[START SUPPLIED DATA]
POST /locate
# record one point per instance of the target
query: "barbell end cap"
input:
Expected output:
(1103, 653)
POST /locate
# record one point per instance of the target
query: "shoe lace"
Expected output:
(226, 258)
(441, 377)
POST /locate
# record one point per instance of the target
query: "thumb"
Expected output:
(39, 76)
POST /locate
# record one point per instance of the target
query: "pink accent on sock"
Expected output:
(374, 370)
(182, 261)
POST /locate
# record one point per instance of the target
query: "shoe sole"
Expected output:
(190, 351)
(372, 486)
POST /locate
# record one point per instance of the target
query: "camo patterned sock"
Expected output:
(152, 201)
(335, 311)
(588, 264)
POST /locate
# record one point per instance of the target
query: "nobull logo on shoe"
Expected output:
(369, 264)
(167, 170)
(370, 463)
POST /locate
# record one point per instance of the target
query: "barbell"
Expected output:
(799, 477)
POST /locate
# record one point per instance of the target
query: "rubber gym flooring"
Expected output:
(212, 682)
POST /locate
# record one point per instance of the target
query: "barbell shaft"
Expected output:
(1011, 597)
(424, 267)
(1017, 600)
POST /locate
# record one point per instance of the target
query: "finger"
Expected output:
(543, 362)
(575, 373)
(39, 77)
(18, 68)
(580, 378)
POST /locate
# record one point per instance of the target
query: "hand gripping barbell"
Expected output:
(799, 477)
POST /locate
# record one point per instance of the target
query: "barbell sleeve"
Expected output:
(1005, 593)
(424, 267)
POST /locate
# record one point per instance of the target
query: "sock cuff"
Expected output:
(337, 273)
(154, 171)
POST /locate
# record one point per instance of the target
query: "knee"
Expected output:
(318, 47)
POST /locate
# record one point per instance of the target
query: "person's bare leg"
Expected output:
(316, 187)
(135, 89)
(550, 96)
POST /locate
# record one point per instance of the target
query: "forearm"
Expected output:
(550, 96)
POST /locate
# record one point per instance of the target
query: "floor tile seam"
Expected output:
[END SUPPLIED DATA]
PROBLEM STATEMENT: Repeat the listing exactly, from its first line to its last.

OUTPUT FOR THIS TASK:
POST /locate
# record one point per instance of the target
query: "barbell end cap"
input:
Expected output:
(1103, 653)
POST /locate
# record one point per instance of the target
query: "shoe lace"
Expected output:
(226, 258)
(441, 377)
POST /locate
# record one point per instance of the target
query: "thumb"
Expected output:
(39, 76)
POST /locate
# record one point per instance of the target
query: "pink accent on sock"
Expected output:
(374, 370)
(182, 261)
POST /locate
# record one point per instance of the target
query: "shoe sole"
Expected output:
(190, 351)
(372, 486)
POST /locate
# record one point per instance of the target
query: "camo patterned sock"
Expected output:
(152, 201)
(335, 311)
(588, 264)
POST /locate
# record one point per instance of the target
query: "nobull logo on shoe"
Expected output:
(369, 264)
(167, 170)
(370, 463)
POST /locate
# record one point per instance of the target
query: "barbell"
Expected output:
(799, 477)
POST /locate
# record one point per instance of the target
query: "rubber gym flooring"
Expected output:
(212, 682)
POST /locate
# record one point per instance of the target
query: "barbell shaft"
Expected output:
(1011, 597)
(424, 267)
(1017, 600)
POST /locate
# record one point per instance of the target
query: "finger"
Expected output:
(543, 362)
(575, 373)
(39, 77)
(18, 68)
(580, 378)
POST /locate
# record one point per instance of the target
query: "hand gripping barbell"
Expected output:
(799, 477)
POST /locate
# record one point per instance of the target
query: "barbell sleeve"
Expected output:
(1005, 593)
(424, 267)
POST /locate
# record one point per instance of the target
query: "sock cuff"
Expected output:
(337, 273)
(154, 171)
POST /locate
# record one point per instance of the target
query: "knee"
Expected output:
(318, 47)
POST /locate
# record one point per instance of the target
query: "person's bare leg"
Expected output:
(316, 187)
(135, 89)
(550, 96)
POST /locate
# record one point per instance of the target
query: "forearm"
Expected output:
(550, 96)
POST /locate
# record one point per instance of the target
query: "floor tile seam"
Expected output:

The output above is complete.